== Study text ==
===============
As the government was apologising over mistakes made after it bailed out a company holding the Café Premier lease, it has now emerged that contracts on another questionable deal were being signed.

It is over the expropriation of a Valletta property that is worth at least double the price the government has paid for it, with the seller, Mark Gaffarena, making a handsome profit of €685,000 in less than two months over just one part of the deal.

Like the Café Premier bailout, the sale of the property to the government is riddled with questions that need to be answered, which is why the Opposition has called on the Auditor General to investigate it. The government said its audit and investigations unit will also investigate.

It is not just the price at which the property has been bought that is so mind-boggling but also the reason why the government had felt it was so necessary to buy it and the way it was bought.

What we were told so far is that the government expropriated the property because it was the operational base of the Building Industry Consultative Council.

If this is the real reason, it does not make any sense because the small council can operate from any part of a government building anywhere around the island. No wonder the Opposition feels the expropriation stinks of corruption. It does.

The deal with Mr Gaffarena has been done into two instalments: the government first expropriated one quarter and then another quarter only a few weeks after Mr Gaffarena had just bought it.

For the property, the government paid at least €1.6 million in cash and land to him at various places, including a prime site in a leading street in Sliema. It never negotiated with the other owners.

The man who sold the second quarter to Mr Gaffarena is none too pleased with the outcome. On the basis of the price the government paid on expropriation, he made a raw deal.

If the government was so anxious to get hold of the property in question, why did it not negotiate the price directly with the owners? This is the question the seller of the second quarter put to this newspaper and he is right. Evidently angry, he said he would like to see “the people within the government who were part of this to be held accountable”.

The story has yet to unfold even further because, according to reports, Mr Gaffarena has already done a promise of sale agreement to buy yet another portion of the same property.

Logic dictates that the government ought to mark time now until the Auditor General concludes his work and comes out with the results of his investigation.

The Opposition has put no fewer than 18 questions to the Auditor. One of the most important is: who made the request for expropriation and who decided to purchase it bit by bit?

When the government is coming down so strongly against the former Nationalist administration for shortcomings in the concrete supplied for the building of Mater Dei Hospital, the public would expect it probe its own performance.

The manner in which some deals are being done suggest political interference and/or influence.

At least, this time round, the Prime Minister is admitting there are questions that need to be asked in connection with the Gaffarena deal.

Was it a case of insider information? If that is the case it is a criminal act.

Questions will continue being asked because the government is evidently not acting with the kind of prudence that is expected of an administration, a matter that is seriously shaking trust in the people holding key posts.
===============
== Provided data ==
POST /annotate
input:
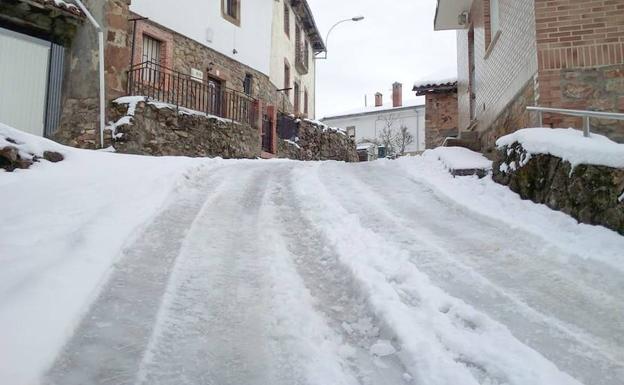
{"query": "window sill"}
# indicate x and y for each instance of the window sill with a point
(492, 44)
(231, 19)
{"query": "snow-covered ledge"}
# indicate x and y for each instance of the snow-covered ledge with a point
(583, 177)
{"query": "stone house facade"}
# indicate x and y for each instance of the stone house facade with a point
(518, 53)
(230, 46)
(440, 112)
===============
== Exercise instructions ==
a – In the piece on the Valletta property deal, how much profit did Mark Gaffarena make on one part of the deal?
b – Print the passage of the piece on the Valletta property deal starting with "The manner in" and going on through "a criminal act.".

== Answers given ==
a – €685,000, made in less than two months.

b –
The manner in which some deals are being done suggest political interference and/or influence.

At least, this time round, the Prime Minister is admitting there are questions that need to be asked in connection with the Gaffarena deal.

Was it a case of insider information? If that is the case it is a criminal act.